Belge alıntısı
Emsal Mahkeme Kararı İstanbul Bölge Adliye Mahkemesi 9. Hukuk Dairesi 2018/4201 E. 2018/1679 K. 06.12.2018 T.

Görüntülediğiniz mahkeme kararı kesinleşmiş bir karardır.

T.C.
İSTANBUL
BÖLGE ADLİYE MAHKEMESİ
9. HUKUK DAİRESİ
T Ü R K M İ L L E T İ A D I N A
K A R A R
ESAS NO : 2018/4201
KARAR NO : 2018/1679
İNCELENEN DOSYANIN
MAHKEMESİ: İstanbul 1. Asliye Ticaret Mahkemesi
KARAR TARİHİ: 23/05/2018
NUMARASI : 2015/764 Esas – 2018/547 Karar
(Birleşen: İstanbul 5. Asliye Ticaret Mahkemesinin
2017/651 Esas ve 2017/592 Karar sayılı dosyası)
DAVA : Destekten Yoksun Kalma Tazminatı
KARAR TARİHİ: 06/12/2018
Yukarıda yazılı İlk Derece Mahkemesi kararına karşı istinaf yasa yoluna başvurulması üzerine Dairemiz Heyetince yapılan müzakere sonucunda;
GEREĞİ DÜŞÜNÜLDÜ :
ASIL DAVADA; Davacı vekili dava dilekçesinde; müvekkilinin babası ve eşi konumunda olan …’nın … plakalı aracı ile 17/06/2015 tarihinde hiçbir güvenlik önlemi alınmayarak yol kenarına park edilen …’ın sahibi olduğu … plakalı çekici ve … plakalı dorseye çarpması ile oluşan trafik kazasında vefat ettiğini, muris …’nın kazanın meydana gelmesinde kusurunun bulunmadığını, kazada kusurlu olsa bile müvekkillerinin davada 3. kişi konumunda olduklarından ve ölen kişinin desteğine ihtiyaç duyduklarından ölenin kusurunun müvekkillerini etkilemeyeceğini, kazaya karışan … plakalı çekicinin zorunlu mali sorumluluk trafik sigortasının davalı şirket tarafından tanzim edildiğini bu nedenlerle davalı şirketten trafik kazasında yakınlarını kaybeden davacıların, toplanılacak delillere göre destekten yoksun kalma tazminat tutarının belirlenerek davalıdan olay tarihinden itibaren işleyecek ticari faizi ile tahsiline karar verilmesini talep ve dava etmiş, bilahare verdiği ıslah dilekçesi ile toplam tazminat miktarını 268.000,00 TL’ye yükseltmiştir.

Veri kümesi içeriği
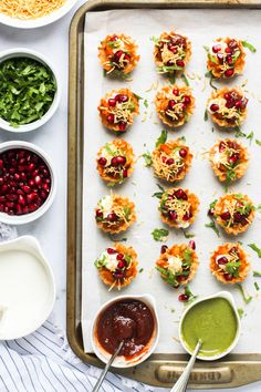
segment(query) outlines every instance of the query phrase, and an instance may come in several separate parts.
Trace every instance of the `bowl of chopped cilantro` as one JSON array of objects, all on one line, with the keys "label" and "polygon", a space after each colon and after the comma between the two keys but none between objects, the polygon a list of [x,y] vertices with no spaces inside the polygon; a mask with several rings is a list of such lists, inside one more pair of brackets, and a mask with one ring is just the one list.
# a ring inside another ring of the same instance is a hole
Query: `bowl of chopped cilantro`
[{"label": "bowl of chopped cilantro", "polygon": [[60,95],[58,74],[42,54],[23,48],[0,53],[0,128],[39,128],[55,113]]}]

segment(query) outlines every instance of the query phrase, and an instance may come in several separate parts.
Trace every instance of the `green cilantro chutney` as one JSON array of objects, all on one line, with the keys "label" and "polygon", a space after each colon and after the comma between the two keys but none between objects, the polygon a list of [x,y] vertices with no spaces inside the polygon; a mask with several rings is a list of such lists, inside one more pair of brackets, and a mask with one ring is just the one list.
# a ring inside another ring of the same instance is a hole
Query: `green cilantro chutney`
[{"label": "green cilantro chutney", "polygon": [[202,341],[200,357],[213,357],[226,351],[232,344],[237,330],[234,309],[220,297],[196,303],[181,324],[181,334],[190,351],[195,350],[199,339]]}]

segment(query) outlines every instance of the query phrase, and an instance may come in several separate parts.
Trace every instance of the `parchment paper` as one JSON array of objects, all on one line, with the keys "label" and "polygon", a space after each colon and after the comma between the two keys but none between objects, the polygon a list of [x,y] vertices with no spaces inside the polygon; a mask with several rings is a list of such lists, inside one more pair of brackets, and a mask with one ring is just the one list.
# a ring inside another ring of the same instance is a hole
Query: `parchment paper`
[{"label": "parchment paper", "polygon": [[[96,228],[94,208],[97,200],[109,193],[109,188],[101,180],[95,157],[98,148],[114,138],[100,122],[97,105],[100,99],[113,89],[128,86],[135,93],[147,99],[149,107],[146,109],[140,101],[140,115],[135,118],[135,124],[122,137],[129,142],[138,157],[146,151],[153,151],[155,141],[160,135],[163,124],[157,121],[155,107],[152,101],[156,90],[152,85],[158,82],[158,86],[167,84],[166,78],[159,76],[155,71],[153,61],[154,44],[152,35],[158,37],[163,31],[175,28],[178,32],[189,37],[192,43],[192,56],[187,68],[187,75],[196,96],[196,111],[189,123],[180,131],[170,131],[169,138],[186,136],[188,145],[195,155],[192,167],[180,186],[188,187],[200,198],[200,214],[189,233],[195,234],[197,252],[200,266],[195,280],[189,285],[195,295],[199,297],[215,293],[221,289],[231,291],[239,308],[244,309],[242,318],[242,337],[234,350],[236,352],[261,352],[260,320],[261,303],[254,289],[252,272],[244,283],[244,288],[253,296],[253,300],[244,306],[242,297],[234,287],[222,286],[211,277],[209,271],[210,252],[228,237],[221,233],[221,237],[205,224],[209,221],[207,210],[209,203],[225,193],[223,186],[213,176],[203,153],[215,144],[219,137],[232,136],[233,133],[218,131],[211,121],[203,121],[206,101],[211,93],[208,80],[205,81],[206,52],[203,45],[218,37],[236,37],[249,40],[258,48],[255,54],[247,50],[247,64],[243,76],[229,82],[230,85],[242,84],[248,80],[246,89],[249,93],[249,113],[242,132],[254,132],[255,138],[261,140],[260,111],[261,111],[261,11],[258,10],[115,10],[106,12],[92,12],[86,14],[85,23],[85,142],[84,142],[84,189],[83,189],[83,270],[82,270],[82,327],[84,348],[92,351],[90,343],[90,323],[100,306],[106,300],[118,295],[134,295],[149,292],[157,300],[157,310],[160,320],[160,340],[157,352],[182,352],[177,341],[178,320],[184,310],[184,305],[178,301],[178,295],[182,289],[173,289],[164,283],[158,272],[154,269],[155,260],[160,250],[160,243],[156,243],[150,233],[154,228],[164,227],[158,215],[158,199],[152,195],[157,190],[157,183],[150,168],[144,167],[144,159],[139,158],[133,176],[123,185],[114,188],[114,192],[128,196],[136,204],[137,224],[121,237],[127,237],[126,246],[132,245],[139,259],[138,274],[133,283],[122,291],[107,291],[107,287],[100,280],[94,261],[104,248],[112,245],[112,240]],[[108,33],[124,32],[133,37],[139,47],[140,61],[133,73],[133,81],[115,81],[103,76],[103,71],[97,59],[97,47]],[[180,83],[182,83],[180,81]],[[216,83],[220,87],[225,83]],[[150,91],[148,91],[150,89]],[[147,114],[145,113],[147,112]],[[147,120],[146,120],[147,118]],[[250,141],[243,138],[246,145]],[[258,205],[261,202],[261,147],[252,141],[249,146],[251,152],[250,166],[242,180],[231,186],[231,190],[247,193]],[[244,249],[249,252],[253,269],[261,270],[261,259],[247,246],[257,243],[261,246],[260,216],[250,229],[238,239],[242,240]],[[232,239],[232,238],[231,238]],[[187,243],[182,233],[170,229],[167,245]],[[260,279],[261,286],[261,279]]]}]

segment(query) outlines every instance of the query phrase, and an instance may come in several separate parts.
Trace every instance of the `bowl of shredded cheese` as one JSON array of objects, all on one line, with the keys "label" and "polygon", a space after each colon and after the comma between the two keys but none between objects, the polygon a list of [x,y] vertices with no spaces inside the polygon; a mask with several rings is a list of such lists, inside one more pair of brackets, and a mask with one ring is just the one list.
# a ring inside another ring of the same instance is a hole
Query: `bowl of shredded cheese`
[{"label": "bowl of shredded cheese", "polygon": [[64,17],[77,0],[1,0],[0,23],[35,29]]}]

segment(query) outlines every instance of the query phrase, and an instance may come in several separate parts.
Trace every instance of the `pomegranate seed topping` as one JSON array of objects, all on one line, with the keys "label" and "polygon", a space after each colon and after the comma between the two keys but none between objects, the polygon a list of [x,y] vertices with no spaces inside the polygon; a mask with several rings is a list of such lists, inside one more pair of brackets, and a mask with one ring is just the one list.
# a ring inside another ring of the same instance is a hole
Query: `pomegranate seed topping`
[{"label": "pomegranate seed topping", "polygon": [[175,192],[175,196],[178,198],[178,199],[181,199],[181,200],[187,200],[188,199],[188,196],[187,194],[184,192],[184,189],[178,189]]},{"label": "pomegranate seed topping", "polygon": [[107,215],[107,220],[108,221],[116,221],[117,220],[117,215],[115,213],[108,214]]},{"label": "pomegranate seed topping", "polygon": [[168,109],[173,111],[175,109],[176,102],[174,100],[168,101]]},{"label": "pomegranate seed topping", "polygon": [[219,105],[217,103],[212,103],[210,106],[211,112],[217,112],[219,110]]},{"label": "pomegranate seed topping", "polygon": [[233,75],[233,69],[231,68],[225,72],[226,78],[231,78],[232,75]]},{"label": "pomegranate seed topping", "polygon": [[218,53],[221,51],[221,45],[219,43],[217,43],[216,45],[212,47],[212,52],[213,53]]},{"label": "pomegranate seed topping", "polygon": [[176,95],[176,96],[178,96],[178,95],[179,95],[178,89],[174,89],[174,90],[173,90],[173,94]]},{"label": "pomegranate seed topping", "polygon": [[166,161],[166,164],[167,165],[173,165],[175,163],[175,161],[174,161],[174,158],[168,158],[167,161]]},{"label": "pomegranate seed topping", "polygon": [[178,66],[180,66],[180,68],[184,68],[184,66],[185,66],[185,62],[184,62],[182,60],[178,60],[178,61],[176,62],[176,64],[177,64]]},{"label": "pomegranate seed topping", "polygon": [[178,217],[178,214],[176,212],[168,212],[168,217],[170,220],[176,220]]},{"label": "pomegranate seed topping", "polygon": [[179,296],[178,296],[178,300],[179,300],[180,302],[187,302],[187,301],[189,300],[189,296],[187,296],[187,295],[179,295]]},{"label": "pomegranate seed topping", "polygon": [[230,217],[231,217],[231,215],[229,212],[225,212],[225,213],[220,214],[220,218],[222,220],[228,220],[228,219],[230,219]]},{"label": "pomegranate seed topping", "polygon": [[107,115],[107,122],[108,122],[109,124],[114,123],[114,114],[108,114],[108,115]]},{"label": "pomegranate seed topping", "polygon": [[106,159],[104,156],[101,156],[101,158],[98,158],[98,164],[100,164],[101,166],[105,166],[106,163],[107,163],[107,159]]},{"label": "pomegranate seed topping", "polygon": [[116,255],[117,250],[113,249],[113,248],[107,248],[107,254],[108,255]]},{"label": "pomegranate seed topping", "polygon": [[108,100],[108,106],[116,106],[116,100],[115,99],[109,99]]},{"label": "pomegranate seed topping", "polygon": [[180,148],[179,149],[179,156],[181,156],[181,158],[185,158],[188,155],[188,152],[186,148]]},{"label": "pomegranate seed topping", "polygon": [[160,254],[161,255],[166,254],[167,249],[168,249],[168,246],[167,245],[163,245],[161,248],[160,248]]},{"label": "pomegranate seed topping", "polygon": [[126,130],[127,124],[124,121],[119,121],[118,130],[124,132]]}]

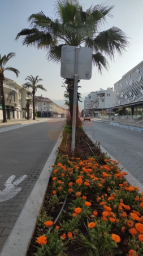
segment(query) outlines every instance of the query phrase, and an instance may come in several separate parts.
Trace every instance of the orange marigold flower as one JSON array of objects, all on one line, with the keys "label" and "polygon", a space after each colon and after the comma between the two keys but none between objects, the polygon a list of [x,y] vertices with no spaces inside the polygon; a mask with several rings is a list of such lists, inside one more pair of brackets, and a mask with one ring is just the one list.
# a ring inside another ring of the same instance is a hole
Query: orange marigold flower
[{"label": "orange marigold flower", "polygon": [[111,221],[111,222],[115,222],[116,221],[115,218],[111,218],[111,217],[109,218],[109,220],[110,221]]},{"label": "orange marigold flower", "polygon": [[81,193],[80,192],[77,192],[76,193],[76,197],[79,197],[81,196]]},{"label": "orange marigold flower", "polygon": [[89,182],[84,182],[84,185],[85,185],[85,186],[89,186],[90,185],[90,184],[89,183]]},{"label": "orange marigold flower", "polygon": [[133,210],[132,212],[133,213],[136,213],[136,214],[138,215],[138,216],[140,216],[140,213],[138,212],[137,212],[136,210]]},{"label": "orange marigold flower", "polygon": [[82,199],[84,199],[84,200],[86,200],[86,196],[82,196]]},{"label": "orange marigold flower", "polygon": [[129,229],[129,233],[130,233],[132,236],[134,236],[137,234],[137,230],[135,228],[132,228],[132,229]]},{"label": "orange marigold flower", "polygon": [[135,224],[135,228],[140,233],[143,233],[143,225],[141,223],[136,223]]},{"label": "orange marigold flower", "polygon": [[135,198],[135,200],[136,201],[138,201],[139,199],[140,199],[140,197],[139,197],[138,196],[137,196]]},{"label": "orange marigold flower", "polygon": [[97,197],[96,198],[96,201],[97,202],[99,202],[101,200],[101,198],[99,197],[98,196],[97,196]]},{"label": "orange marigold flower", "polygon": [[110,196],[110,197],[107,199],[107,200],[109,200],[109,201],[111,201],[111,200],[112,200],[113,199],[114,199],[114,196]]},{"label": "orange marigold flower", "polygon": [[108,220],[106,216],[102,216],[101,218],[103,221],[107,221]]},{"label": "orange marigold flower", "polygon": [[69,188],[69,189],[68,189],[68,193],[70,193],[70,194],[71,194],[72,192],[72,188]]},{"label": "orange marigold flower", "polygon": [[121,228],[121,232],[122,233],[124,233],[125,232],[125,226],[122,226],[122,228]]},{"label": "orange marigold flower", "polygon": [[71,232],[68,232],[67,233],[67,236],[68,236],[68,238],[72,238],[72,233]]},{"label": "orange marigold flower", "polygon": [[80,185],[81,183],[83,183],[81,179],[78,179],[77,180],[76,180],[76,184],[78,184],[79,185]]},{"label": "orange marigold flower", "polygon": [[133,226],[133,224],[134,224],[133,222],[131,220],[127,221],[126,223],[129,228],[131,228],[132,226]]},{"label": "orange marigold flower", "polygon": [[120,241],[120,237],[115,234],[112,234],[111,238],[112,238],[112,240],[113,241],[115,241],[116,243],[119,243]]},{"label": "orange marigold flower", "polygon": [[140,234],[139,236],[138,236],[138,239],[141,242],[143,242],[143,235]]},{"label": "orange marigold flower", "polygon": [[134,250],[129,250],[129,256],[138,256],[138,254]]},{"label": "orange marigold flower", "polygon": [[62,164],[60,163],[58,163],[57,166],[59,166],[60,167],[61,166],[63,166],[63,164]]},{"label": "orange marigold flower", "polygon": [[77,214],[79,214],[81,213],[81,210],[82,210],[80,207],[77,207],[75,209],[74,212]]},{"label": "orange marigold flower", "polygon": [[63,190],[62,187],[59,187],[58,188],[59,190]]},{"label": "orange marigold flower", "polygon": [[105,204],[106,204],[106,202],[101,202],[101,203],[100,203],[100,205],[104,205]]},{"label": "orange marigold flower", "polygon": [[76,213],[75,213],[75,212],[73,212],[73,213],[72,213],[72,216],[73,217],[76,217],[76,215],[77,215],[77,214]]},{"label": "orange marigold flower", "polygon": [[45,226],[51,226],[54,224],[54,222],[53,221],[47,221],[45,222],[44,222],[44,224],[45,225]]},{"label": "orange marigold flower", "polygon": [[86,207],[90,207],[92,204],[90,202],[88,202],[87,201],[86,202],[85,202],[84,205]]},{"label": "orange marigold flower", "polygon": [[137,221],[138,221],[140,220],[139,217],[136,213],[133,213],[132,212],[131,212],[130,214],[133,220],[136,220]]},{"label": "orange marigold flower", "polygon": [[47,242],[47,238],[44,235],[41,236],[37,238],[36,242],[41,245],[45,245]]},{"label": "orange marigold flower", "polygon": [[62,236],[61,236],[60,238],[62,239],[63,240],[66,238],[66,235],[64,233]]},{"label": "orange marigold flower", "polygon": [[106,211],[103,212],[102,212],[102,215],[103,215],[103,216],[105,216],[105,217],[109,216],[109,212],[106,212]]},{"label": "orange marigold flower", "polygon": [[112,210],[111,207],[107,207],[106,205],[104,205],[103,208],[106,210],[106,212],[111,212]]},{"label": "orange marigold flower", "polygon": [[89,222],[88,226],[90,229],[92,229],[93,228],[94,228],[94,226],[96,226],[96,224],[95,222]]},{"label": "orange marigold flower", "polygon": [[97,215],[98,214],[98,212],[97,212],[97,210],[94,210],[93,214],[93,215],[94,215],[94,216],[97,216]]},{"label": "orange marigold flower", "polygon": [[126,218],[127,217],[127,214],[126,213],[126,212],[123,212],[123,213],[120,213],[120,216],[122,217],[122,218]]}]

Kısa alıştırma 1
Mahkeme kararına göre davacı vekili, ıslah dilekçesiyle toplam tazminat miktarını hangi tutara yükseltmiştir?
Kısa alıştırma 2
Mahkeme kararı metnini kaldığı yerden sürdürün.

Alıştırma sonucu 1
Toplam tazminat miktarını 268.000,00 TL'ye yükseltmiştir.

Alıştırma sonucu 2
Davalı vekili cevap dilekçesinde; müvekkili şirketin sorumluluğunun poliçe üzerinde yazılı teminat limitleri ile sınırlı olmak üzere poliçede yazılı özel şartlar ve trafik sigortası genel şartları ile sınırlı olduğunu, müvekkilinin asıl sorumluluğunun gerçek zarar üzerinden belirleneceğini, sigorta şirketinin sigortalısının kusuru oranında gerçek hasarı ödemekle yükümlü olduğunu, müvekkili şirkete bu dosya ile ilgili bir başvuru olmadığını, sigorta şirketinin sigortalısının kusuru oranında gerçek hasarı ödemekle yükümlü olduğunu, bu nedenle kazanın meydana gelmesinde sigortalı araç sürücüsünün kusuru bulunup bulunmadığının belirlenmesi gerektiğini, karşı tarafın manevi tazminat talebinin teminat dışı olduğunu, gerçek zararın tespiti için aktüer bilirkişiden rapor alınması gerektiğini, müvekkili şirketin müddebir bir tacir olarak genel kanunların ve poliçe genel ve özel şartlarının kendisine yüklediği tüm yükümlülüklerini tam olarak yerine getirdiğinden herhangi bir temerrüdünden bahsedilemeyeceğini, öncesinde başvuru yapılmaksızın dava açıldığını, ticari faiz talep edilemeyeceğini, davanın İstanbul Büyükşehir Belediye Başkanlığına ihbarına tüm bu nedenlerle davanın reddine karar verilmesini talep etmiştir.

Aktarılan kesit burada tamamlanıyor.